• [GOAL OF THE EXERCISE]
Rewrite all the items below with every "Category" changed to "Label" and everything else left as it is. Leave the pictures out.

• [DATA FOR THIS EXERCISE]
-------

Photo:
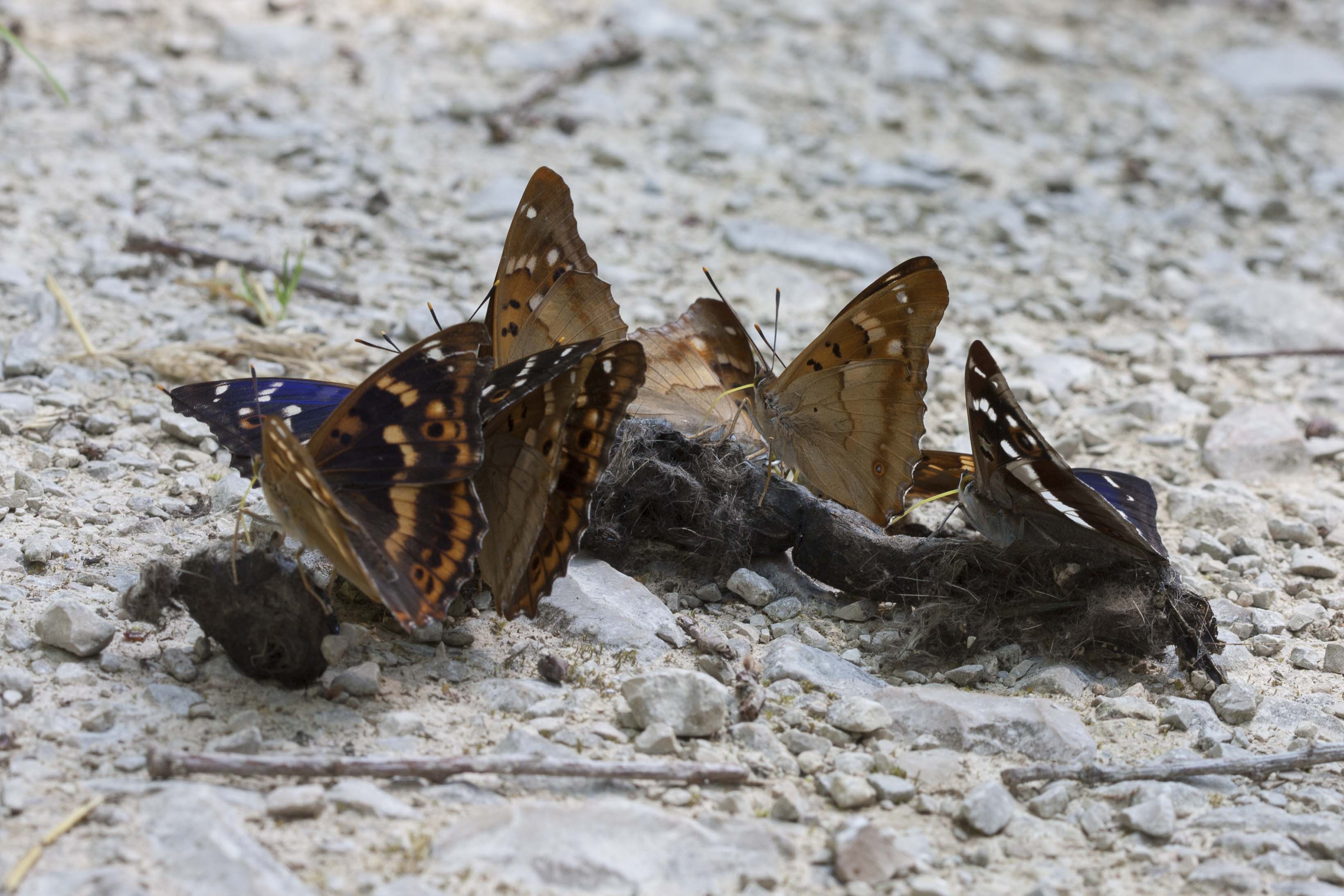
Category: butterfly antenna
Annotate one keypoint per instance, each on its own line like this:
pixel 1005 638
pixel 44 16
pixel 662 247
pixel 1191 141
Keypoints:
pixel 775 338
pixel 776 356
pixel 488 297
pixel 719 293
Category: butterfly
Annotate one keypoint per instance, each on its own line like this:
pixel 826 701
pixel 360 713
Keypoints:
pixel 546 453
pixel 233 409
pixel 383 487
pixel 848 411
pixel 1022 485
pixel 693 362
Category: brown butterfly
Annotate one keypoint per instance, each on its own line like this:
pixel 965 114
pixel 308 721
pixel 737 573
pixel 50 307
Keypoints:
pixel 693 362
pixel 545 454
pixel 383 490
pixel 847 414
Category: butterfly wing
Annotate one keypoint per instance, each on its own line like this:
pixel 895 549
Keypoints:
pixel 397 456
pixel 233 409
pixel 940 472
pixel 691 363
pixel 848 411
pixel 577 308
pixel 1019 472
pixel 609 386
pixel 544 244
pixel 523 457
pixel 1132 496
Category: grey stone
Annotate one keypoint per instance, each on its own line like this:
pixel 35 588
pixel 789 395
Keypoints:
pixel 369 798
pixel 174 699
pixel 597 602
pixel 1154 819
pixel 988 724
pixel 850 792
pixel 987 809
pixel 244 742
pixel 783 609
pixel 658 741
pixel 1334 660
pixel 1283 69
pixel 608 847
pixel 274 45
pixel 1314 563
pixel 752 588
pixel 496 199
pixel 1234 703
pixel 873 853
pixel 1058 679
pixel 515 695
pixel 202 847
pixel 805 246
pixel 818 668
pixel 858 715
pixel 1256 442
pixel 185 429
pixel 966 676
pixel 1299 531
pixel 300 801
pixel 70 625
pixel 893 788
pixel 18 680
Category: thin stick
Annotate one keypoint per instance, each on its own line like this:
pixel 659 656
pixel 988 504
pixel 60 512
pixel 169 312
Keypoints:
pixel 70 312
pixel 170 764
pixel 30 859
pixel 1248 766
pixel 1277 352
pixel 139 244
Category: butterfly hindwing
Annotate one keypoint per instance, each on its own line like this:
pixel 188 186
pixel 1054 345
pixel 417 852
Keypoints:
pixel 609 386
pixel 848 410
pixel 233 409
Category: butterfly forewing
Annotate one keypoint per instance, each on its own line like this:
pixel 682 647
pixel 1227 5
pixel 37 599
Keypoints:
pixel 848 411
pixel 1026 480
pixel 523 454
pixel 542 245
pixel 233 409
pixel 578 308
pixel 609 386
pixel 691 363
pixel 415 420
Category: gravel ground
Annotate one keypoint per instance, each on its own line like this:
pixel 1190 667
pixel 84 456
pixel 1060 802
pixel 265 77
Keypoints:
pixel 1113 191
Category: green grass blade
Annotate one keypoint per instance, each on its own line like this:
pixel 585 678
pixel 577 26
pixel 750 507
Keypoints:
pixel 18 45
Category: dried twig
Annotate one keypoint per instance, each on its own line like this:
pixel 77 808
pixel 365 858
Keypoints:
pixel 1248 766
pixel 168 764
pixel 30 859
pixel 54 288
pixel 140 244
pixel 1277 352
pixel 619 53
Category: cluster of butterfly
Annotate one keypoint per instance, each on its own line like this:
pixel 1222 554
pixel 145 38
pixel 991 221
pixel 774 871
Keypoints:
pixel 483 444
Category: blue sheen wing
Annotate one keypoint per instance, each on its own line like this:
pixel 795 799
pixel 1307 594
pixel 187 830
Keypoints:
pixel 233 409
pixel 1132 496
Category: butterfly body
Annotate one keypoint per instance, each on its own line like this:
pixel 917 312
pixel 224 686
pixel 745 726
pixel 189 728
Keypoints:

-------

• [CORRECT RESULT]
Photo:
Label: butterfly antenna
Annotate one keypoint per instance, each on its own line like this:
pixel 1005 638
pixel 44 16
pixel 662 247
pixel 1191 141
Keypoints:
pixel 775 338
pixel 776 356
pixel 488 297
pixel 719 293
Label: butterfly
Annotate one keypoint per instance, each on its own line like this:
pixel 826 701
pixel 360 713
Keypoints:
pixel 546 453
pixel 233 409
pixel 383 487
pixel 848 411
pixel 1022 485
pixel 693 362
Label: brown butterfly
Annotate one keypoint per instance, each on its own line like this:
pixel 965 114
pixel 308 721
pixel 737 573
pixel 50 307
Keypoints:
pixel 693 362
pixel 545 454
pixel 383 490
pixel 847 414
Label: butterfly wing
Annotate one keypoint per instance, each on its own line like this:
pixel 895 549
Keypoints:
pixel 397 456
pixel 233 409
pixel 940 472
pixel 691 363
pixel 848 411
pixel 577 308
pixel 1019 472
pixel 609 386
pixel 544 244
pixel 523 457
pixel 1132 496
Label: grey stone
Annotate one keypoint per instance, each on its own line like this:
pixel 35 588
pixel 789 395
Keypoints:
pixel 369 798
pixel 174 699
pixel 597 602
pixel 1154 819
pixel 988 724
pixel 850 792
pixel 987 809
pixel 244 742
pixel 783 609
pixel 658 741
pixel 1334 660
pixel 1283 69
pixel 608 847
pixel 274 45
pixel 1314 563
pixel 752 588
pixel 496 199
pixel 1234 703
pixel 873 853
pixel 1058 679
pixel 515 695
pixel 202 847
pixel 805 246
pixel 818 668
pixel 858 715
pixel 1256 442
pixel 185 429
pixel 966 676
pixel 1299 531
pixel 300 801
pixel 70 625
pixel 893 788
pixel 18 680
Label: thin stick
Annotate one keypoint per instance, each on its own line like this:
pixel 659 656
pixel 988 504
pixel 60 512
pixel 169 312
Keypoints:
pixel 70 312
pixel 170 764
pixel 30 859
pixel 1248 766
pixel 1277 352
pixel 139 244
Label: butterfly hindwing
Annotate one keypoint per instance, each on its own line like this:
pixel 188 186
pixel 1054 345
pixel 417 852
Keypoints:
pixel 609 386
pixel 848 410
pixel 233 409
Label: butterfly forewing
Annotate one keypoint per instance, each on its own line like this:
pixel 682 647
pixel 1227 5
pixel 37 599
Keypoints:
pixel 848 411
pixel 1026 480
pixel 523 454
pixel 542 245
pixel 233 409
pixel 578 308
pixel 609 386
pixel 691 363
pixel 415 420
Label: gravel ground
Annotate one keypoint per instance, each on its own line like this:
pixel 1190 667
pixel 84 456
pixel 1060 802
pixel 265 77
Keypoints:
pixel 1113 191
Label: green grass blade
Annotate one keypoint per instance, each on its own line like this:
pixel 585 678
pixel 577 26
pixel 750 507
Keypoints:
pixel 18 45
Label: dried twig
Annotate one keypoint per instance, each on its own line like this:
pixel 77 808
pixel 365 858
Keypoints:
pixel 1248 766
pixel 168 764
pixel 30 859
pixel 54 288
pixel 140 244
pixel 1277 352
pixel 619 53
Label: cluster of butterfly
Annotate one keypoint per instance, each on its own line like this:
pixel 1222 554
pixel 145 38
pixel 991 221
pixel 774 871
Keypoints:
pixel 483 444
Label: blue sheen wing
Annotate one keypoint per instance, each on its own line like this:
pixel 795 799
pixel 1307 594
pixel 187 830
Keypoints:
pixel 233 409
pixel 1132 496
Label: butterfly body
Annotate one keypoint per instance, each on its own line like this:
pixel 917 312
pixel 224 686
pixel 745 726
pixel 189 728
Keypoints:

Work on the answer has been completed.